-- SOURCE RECORDS follows --
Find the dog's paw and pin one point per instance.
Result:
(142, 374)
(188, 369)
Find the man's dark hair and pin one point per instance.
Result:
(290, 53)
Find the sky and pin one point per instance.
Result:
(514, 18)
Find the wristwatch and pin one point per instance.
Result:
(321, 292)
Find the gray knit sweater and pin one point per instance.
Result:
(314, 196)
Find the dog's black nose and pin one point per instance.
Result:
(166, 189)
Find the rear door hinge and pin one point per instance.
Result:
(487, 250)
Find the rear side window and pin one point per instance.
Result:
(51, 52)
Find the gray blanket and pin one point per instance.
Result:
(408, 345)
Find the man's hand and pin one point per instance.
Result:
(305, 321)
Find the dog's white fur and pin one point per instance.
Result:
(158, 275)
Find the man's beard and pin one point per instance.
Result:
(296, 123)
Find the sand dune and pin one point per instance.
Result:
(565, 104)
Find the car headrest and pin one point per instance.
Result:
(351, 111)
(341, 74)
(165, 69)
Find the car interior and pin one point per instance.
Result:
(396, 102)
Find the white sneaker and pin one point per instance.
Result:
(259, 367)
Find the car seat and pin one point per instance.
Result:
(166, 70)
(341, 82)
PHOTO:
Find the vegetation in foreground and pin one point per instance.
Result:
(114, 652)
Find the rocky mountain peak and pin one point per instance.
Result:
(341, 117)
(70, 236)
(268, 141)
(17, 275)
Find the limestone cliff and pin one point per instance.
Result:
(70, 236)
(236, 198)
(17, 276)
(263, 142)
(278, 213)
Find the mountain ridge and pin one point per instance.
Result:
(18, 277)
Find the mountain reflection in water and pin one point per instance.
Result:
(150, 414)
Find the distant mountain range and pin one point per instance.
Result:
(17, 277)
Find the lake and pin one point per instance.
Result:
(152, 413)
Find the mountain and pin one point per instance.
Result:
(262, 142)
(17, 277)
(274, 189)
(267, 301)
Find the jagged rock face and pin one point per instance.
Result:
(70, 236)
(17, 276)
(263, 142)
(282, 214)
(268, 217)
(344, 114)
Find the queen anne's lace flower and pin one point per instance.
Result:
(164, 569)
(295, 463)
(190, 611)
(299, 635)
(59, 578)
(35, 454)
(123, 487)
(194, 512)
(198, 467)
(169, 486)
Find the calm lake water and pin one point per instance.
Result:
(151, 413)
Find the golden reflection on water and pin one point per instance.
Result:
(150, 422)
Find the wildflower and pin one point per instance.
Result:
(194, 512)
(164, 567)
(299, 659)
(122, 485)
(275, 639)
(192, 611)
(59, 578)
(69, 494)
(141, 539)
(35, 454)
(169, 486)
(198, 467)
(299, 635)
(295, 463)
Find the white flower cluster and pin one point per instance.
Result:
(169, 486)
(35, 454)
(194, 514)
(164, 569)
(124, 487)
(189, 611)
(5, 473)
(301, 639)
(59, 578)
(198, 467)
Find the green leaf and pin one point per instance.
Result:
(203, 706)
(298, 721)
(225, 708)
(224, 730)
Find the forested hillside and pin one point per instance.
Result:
-- SOURCE RECORDS concluded --
REQUIRED ACTION
Across the records above, how many lines contain the word "mountain"? Please give that number alone.

OUTPUT BELOW
5